# START OF Stored data

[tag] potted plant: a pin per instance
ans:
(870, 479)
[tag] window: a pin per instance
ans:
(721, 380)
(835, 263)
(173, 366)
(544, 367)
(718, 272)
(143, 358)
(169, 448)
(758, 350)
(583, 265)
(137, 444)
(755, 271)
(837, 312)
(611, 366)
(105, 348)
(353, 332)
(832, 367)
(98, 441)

# END OF Stored data

Directive: Reproduce every one of the records above line for line, changing no character.

Exercise output:
[tag] potted plant: a pin per instance
ans:
(870, 479)
[tag] window: a pin per instance
ans:
(721, 380)
(835, 263)
(173, 366)
(544, 367)
(718, 272)
(143, 358)
(169, 448)
(758, 350)
(583, 265)
(137, 444)
(755, 271)
(837, 312)
(611, 366)
(105, 348)
(353, 332)
(832, 367)
(98, 441)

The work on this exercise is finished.